--- MATERIAL FOR THIS TASK Enclosed Below ---

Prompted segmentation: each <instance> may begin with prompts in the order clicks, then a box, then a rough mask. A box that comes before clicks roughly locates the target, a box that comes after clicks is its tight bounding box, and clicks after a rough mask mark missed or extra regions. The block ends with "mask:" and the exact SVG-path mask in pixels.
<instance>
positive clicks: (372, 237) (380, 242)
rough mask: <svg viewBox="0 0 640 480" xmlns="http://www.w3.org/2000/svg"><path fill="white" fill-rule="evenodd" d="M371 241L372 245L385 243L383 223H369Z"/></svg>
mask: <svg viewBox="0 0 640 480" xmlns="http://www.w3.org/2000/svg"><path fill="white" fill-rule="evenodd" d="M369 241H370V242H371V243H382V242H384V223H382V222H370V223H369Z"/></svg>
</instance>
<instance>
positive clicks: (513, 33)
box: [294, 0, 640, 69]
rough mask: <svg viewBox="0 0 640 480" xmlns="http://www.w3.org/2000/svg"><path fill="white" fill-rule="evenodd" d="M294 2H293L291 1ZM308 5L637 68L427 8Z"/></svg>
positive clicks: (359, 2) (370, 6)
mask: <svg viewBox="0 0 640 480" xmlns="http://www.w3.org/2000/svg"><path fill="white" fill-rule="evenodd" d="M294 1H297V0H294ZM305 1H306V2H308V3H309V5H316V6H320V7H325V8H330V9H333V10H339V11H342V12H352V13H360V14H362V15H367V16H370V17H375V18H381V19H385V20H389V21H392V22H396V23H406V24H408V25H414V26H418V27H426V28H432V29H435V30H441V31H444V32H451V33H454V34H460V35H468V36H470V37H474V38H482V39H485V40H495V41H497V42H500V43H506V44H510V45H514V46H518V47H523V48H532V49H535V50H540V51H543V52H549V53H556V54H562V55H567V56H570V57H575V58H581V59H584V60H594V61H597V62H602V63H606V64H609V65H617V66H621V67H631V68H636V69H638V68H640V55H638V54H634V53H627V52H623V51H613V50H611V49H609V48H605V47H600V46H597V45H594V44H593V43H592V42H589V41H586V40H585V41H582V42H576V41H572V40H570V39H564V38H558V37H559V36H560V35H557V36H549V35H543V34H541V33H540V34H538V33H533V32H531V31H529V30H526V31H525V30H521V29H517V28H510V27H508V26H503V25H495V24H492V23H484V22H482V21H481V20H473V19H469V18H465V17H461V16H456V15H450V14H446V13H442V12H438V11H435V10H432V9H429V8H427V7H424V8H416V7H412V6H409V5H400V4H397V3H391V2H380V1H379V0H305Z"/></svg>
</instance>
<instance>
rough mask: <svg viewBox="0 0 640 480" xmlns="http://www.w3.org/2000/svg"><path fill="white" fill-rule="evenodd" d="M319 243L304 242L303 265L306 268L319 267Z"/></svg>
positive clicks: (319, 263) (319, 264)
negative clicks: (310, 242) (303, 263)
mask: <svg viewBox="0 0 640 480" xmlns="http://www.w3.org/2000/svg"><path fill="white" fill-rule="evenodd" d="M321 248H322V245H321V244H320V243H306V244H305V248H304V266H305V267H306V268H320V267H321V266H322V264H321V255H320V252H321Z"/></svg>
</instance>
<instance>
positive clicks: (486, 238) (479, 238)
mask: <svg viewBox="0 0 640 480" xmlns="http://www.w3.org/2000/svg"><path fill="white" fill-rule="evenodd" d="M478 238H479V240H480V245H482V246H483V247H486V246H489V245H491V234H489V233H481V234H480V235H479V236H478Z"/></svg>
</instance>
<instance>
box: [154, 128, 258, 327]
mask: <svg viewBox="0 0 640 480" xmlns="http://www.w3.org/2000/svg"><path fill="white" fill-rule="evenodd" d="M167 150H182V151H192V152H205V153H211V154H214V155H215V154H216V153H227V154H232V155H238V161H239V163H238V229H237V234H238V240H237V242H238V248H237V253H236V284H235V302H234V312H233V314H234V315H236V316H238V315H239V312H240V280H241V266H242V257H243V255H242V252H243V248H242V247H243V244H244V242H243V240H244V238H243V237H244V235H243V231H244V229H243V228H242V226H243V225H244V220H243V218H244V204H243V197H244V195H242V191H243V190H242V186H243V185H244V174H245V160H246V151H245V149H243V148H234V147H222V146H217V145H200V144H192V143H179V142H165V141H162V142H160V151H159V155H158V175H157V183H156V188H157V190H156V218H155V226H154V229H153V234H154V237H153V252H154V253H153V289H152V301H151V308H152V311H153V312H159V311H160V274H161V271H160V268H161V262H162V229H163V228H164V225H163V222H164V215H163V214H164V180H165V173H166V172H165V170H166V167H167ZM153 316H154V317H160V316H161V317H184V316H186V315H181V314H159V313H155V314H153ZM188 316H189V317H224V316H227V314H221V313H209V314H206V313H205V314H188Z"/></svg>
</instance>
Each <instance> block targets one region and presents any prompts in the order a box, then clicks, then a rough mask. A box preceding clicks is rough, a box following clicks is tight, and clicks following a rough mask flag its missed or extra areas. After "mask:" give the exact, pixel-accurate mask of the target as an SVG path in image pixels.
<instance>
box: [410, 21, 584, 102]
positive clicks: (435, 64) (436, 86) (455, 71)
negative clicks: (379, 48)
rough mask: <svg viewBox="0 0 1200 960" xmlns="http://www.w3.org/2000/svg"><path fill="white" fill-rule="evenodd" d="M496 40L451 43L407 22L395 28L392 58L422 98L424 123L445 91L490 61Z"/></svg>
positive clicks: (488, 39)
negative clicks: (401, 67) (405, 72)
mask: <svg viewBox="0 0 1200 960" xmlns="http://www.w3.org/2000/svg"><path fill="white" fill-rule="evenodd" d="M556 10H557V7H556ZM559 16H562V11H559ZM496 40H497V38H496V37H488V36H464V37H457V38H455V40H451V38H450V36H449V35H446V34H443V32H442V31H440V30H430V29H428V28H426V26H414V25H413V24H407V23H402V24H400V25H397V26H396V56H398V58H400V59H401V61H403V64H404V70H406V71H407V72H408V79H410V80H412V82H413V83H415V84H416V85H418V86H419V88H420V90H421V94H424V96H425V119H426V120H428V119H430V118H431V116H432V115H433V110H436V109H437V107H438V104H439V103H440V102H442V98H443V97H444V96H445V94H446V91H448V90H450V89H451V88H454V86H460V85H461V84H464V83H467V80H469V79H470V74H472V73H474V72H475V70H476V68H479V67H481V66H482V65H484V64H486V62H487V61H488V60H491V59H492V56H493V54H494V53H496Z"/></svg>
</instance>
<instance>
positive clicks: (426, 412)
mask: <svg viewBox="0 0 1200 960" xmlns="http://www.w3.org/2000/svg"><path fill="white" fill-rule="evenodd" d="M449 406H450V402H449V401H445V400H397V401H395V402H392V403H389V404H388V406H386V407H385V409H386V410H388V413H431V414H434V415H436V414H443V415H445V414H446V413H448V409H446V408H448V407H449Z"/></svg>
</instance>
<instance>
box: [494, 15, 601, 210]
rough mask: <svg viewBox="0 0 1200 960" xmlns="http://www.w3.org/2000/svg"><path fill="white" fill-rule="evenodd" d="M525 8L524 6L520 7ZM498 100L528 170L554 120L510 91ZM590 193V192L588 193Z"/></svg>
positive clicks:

--- End of Enclosed MATERIAL FOR THIS TASK ---

— TASK STATEMENT —
An exact copy of every record above is what's needed here.

— REPLY TO THE EXERCISE —
Prompted segmentation: each <instance> may begin with prompts in the order clicks, then a box, then a rough mask. A box that comes before clicks roughly locates the target, a box that comes after clicks is its tight bounding box, and clicks after a rough mask mark missed or extra regions. The block ends with "mask:" and the exact SVG-path mask in pixels.
<instance>
positive clicks: (372, 237) (380, 242)
rough mask: <svg viewBox="0 0 640 480" xmlns="http://www.w3.org/2000/svg"><path fill="white" fill-rule="evenodd" d="M371 241L372 245L385 243L383 223H369Z"/></svg>
mask: <svg viewBox="0 0 640 480" xmlns="http://www.w3.org/2000/svg"><path fill="white" fill-rule="evenodd" d="M369 241H370V242H371V243H382V242H384V223H382V222H370V223H369Z"/></svg>
</instance>
<instance>
positive clicks: (513, 33)
box: [294, 0, 640, 69]
rough mask: <svg viewBox="0 0 640 480" xmlns="http://www.w3.org/2000/svg"><path fill="white" fill-rule="evenodd" d="M294 2H293L291 1ZM308 5L637 68L427 8Z"/></svg>
positive clicks: (359, 2) (370, 6)
mask: <svg viewBox="0 0 640 480" xmlns="http://www.w3.org/2000/svg"><path fill="white" fill-rule="evenodd" d="M294 1H297V0H294ZM305 1H306V2H308V3H309V5H316V6H320V7H325V8H330V9H333V10H339V11H342V12H352V13H360V14H362V15H367V16H370V17H375V18H381V19H385V20H389V21H392V22H396V23H406V24H408V25H414V26H418V27H426V28H432V29H435V30H441V31H444V32H451V33H454V34H460V35H468V36H470V37H474V38H482V39H485V40H495V41H497V42H500V43H506V44H510V45H514V46H518V47H523V48H532V49H535V50H540V51H543V52H549V53H556V54H562V55H567V56H570V57H575V58H581V59H584V60H594V61H597V62H602V63H606V64H609V65H617V66H621V67H631V68H636V69H638V68H640V55H638V54H634V53H627V52H623V51H613V50H611V49H609V48H605V47H600V46H597V45H594V44H593V43H592V42H589V41H586V40H585V41H582V42H576V41H572V40H570V39H564V38H558V37H559V36H560V35H557V36H549V35H543V34H541V33H540V34H538V33H533V32H531V31H529V30H526V31H525V30H521V29H517V28H510V27H508V26H503V25H495V24H492V23H484V22H482V21H481V20H473V19H469V18H465V17H461V16H456V15H450V14H446V13H442V12H438V11H435V10H432V9H429V8H427V7H424V8H416V7H412V6H409V5H400V4H397V3H391V2H380V1H379V0H305Z"/></svg>
</instance>
<instance>
rough mask: <svg viewBox="0 0 640 480" xmlns="http://www.w3.org/2000/svg"><path fill="white" fill-rule="evenodd" d="M319 243L304 242L303 265L306 268L319 267Z"/></svg>
positive clicks: (319, 263) (319, 264)
negative clicks: (310, 242) (303, 263)
mask: <svg viewBox="0 0 640 480" xmlns="http://www.w3.org/2000/svg"><path fill="white" fill-rule="evenodd" d="M321 248H322V245H321V244H320V243H306V244H305V248H304V266H305V267H306V268H320V267H321V266H322V264H321V255H320V252H321Z"/></svg>
</instance>
<instance>
positive clicks: (486, 238) (479, 238)
mask: <svg viewBox="0 0 640 480" xmlns="http://www.w3.org/2000/svg"><path fill="white" fill-rule="evenodd" d="M478 238H479V240H480V245H482V246H483V247H486V246H489V245H491V234H489V233H481V234H480V235H479V236H478Z"/></svg>
</instance>
<instance>
box: [154, 128, 258, 327]
mask: <svg viewBox="0 0 640 480" xmlns="http://www.w3.org/2000/svg"><path fill="white" fill-rule="evenodd" d="M167 150H182V151H192V152H205V153H211V154H214V155H215V154H216V153H227V154H232V155H238V161H239V163H238V229H237V234H238V240H237V242H238V248H237V253H236V284H235V302H234V312H233V314H234V315H236V316H238V315H239V312H240V280H241V266H242V257H243V255H242V252H243V248H242V247H243V244H244V242H243V240H244V238H243V237H244V235H243V231H244V229H243V228H242V226H243V225H244V220H243V218H244V204H243V197H244V195H242V191H243V190H242V186H243V185H244V174H245V160H246V151H245V149H243V148H234V147H222V146H217V145H200V144H192V143H179V142H165V141H162V142H160V151H159V155H158V175H157V183H156V188H157V190H156V218H155V226H154V229H153V234H154V237H153V252H154V253H153V289H152V301H151V308H152V311H153V312H159V311H160V274H161V271H160V268H161V262H162V229H163V228H164V225H163V222H164V215H163V214H164V180H165V173H166V172H165V170H166V167H167ZM153 316H154V317H160V316H161V317H184V316H186V315H181V314H159V313H155V314H153ZM188 316H189V317H224V316H227V314H221V313H209V314H206V313H205V314H188Z"/></svg>
</instance>
Each <instance> block targets one region and presents any prompts in the order a box, then clicks, then a rough mask. A box preceding clicks is rough, a box following clicks is tight, and clicks following a rough mask flag its missed or extra areas. After "mask:" give the exact, pixel-accurate mask of the target as an SVG path in image pixels.
<instance>
box: [410, 21, 584, 102]
positive clicks: (435, 64) (436, 86) (455, 71)
negative clicks: (379, 48)
rough mask: <svg viewBox="0 0 1200 960" xmlns="http://www.w3.org/2000/svg"><path fill="white" fill-rule="evenodd" d="M496 40L451 43L407 22L395 28L392 58L422 98L424 123L445 91L490 61Z"/></svg>
positive clicks: (488, 39)
negative clicks: (401, 67) (405, 72)
mask: <svg viewBox="0 0 1200 960" xmlns="http://www.w3.org/2000/svg"><path fill="white" fill-rule="evenodd" d="M556 10H557V7H556ZM559 16H562V11H559ZM496 40H497V38H496V37H488V36H464V37H457V38H455V40H451V38H450V36H449V35H446V34H443V32H442V31H440V30H430V29H428V28H426V26H414V25H413V24H407V23H402V24H400V25H397V26H396V56H398V58H400V59H401V61H403V64H404V70H406V71H407V72H408V79H410V80H412V82H413V83H415V84H416V85H418V86H419V88H420V90H421V94H424V96H425V119H426V120H428V119H430V118H431V116H432V115H433V110H436V109H437V107H438V104H439V103H440V102H442V98H443V97H444V96H445V94H446V91H448V90H450V89H451V88H454V86H460V85H461V84H464V83H467V80H469V79H470V74H472V73H474V72H475V70H476V68H479V67H481V66H482V65H484V64H486V62H487V61H488V60H491V59H492V56H493V54H494V53H496Z"/></svg>
</instance>
<instance>
positive clicks: (426, 412)
mask: <svg viewBox="0 0 1200 960" xmlns="http://www.w3.org/2000/svg"><path fill="white" fill-rule="evenodd" d="M449 406H450V402H449V401H445V400H397V401H395V402H392V403H389V404H388V406H386V407H385V409H386V410H388V413H431V414H434V415H436V414H443V415H445V414H446V413H448V409H446V408H448V407H449Z"/></svg>
</instance>
<instance>
box: [494, 15, 601, 210]
rough mask: <svg viewBox="0 0 1200 960" xmlns="http://www.w3.org/2000/svg"><path fill="white" fill-rule="evenodd" d="M525 8L524 6L520 7ZM498 100L528 170L554 120L510 91ZM590 193V192L588 193Z"/></svg>
positive clicks:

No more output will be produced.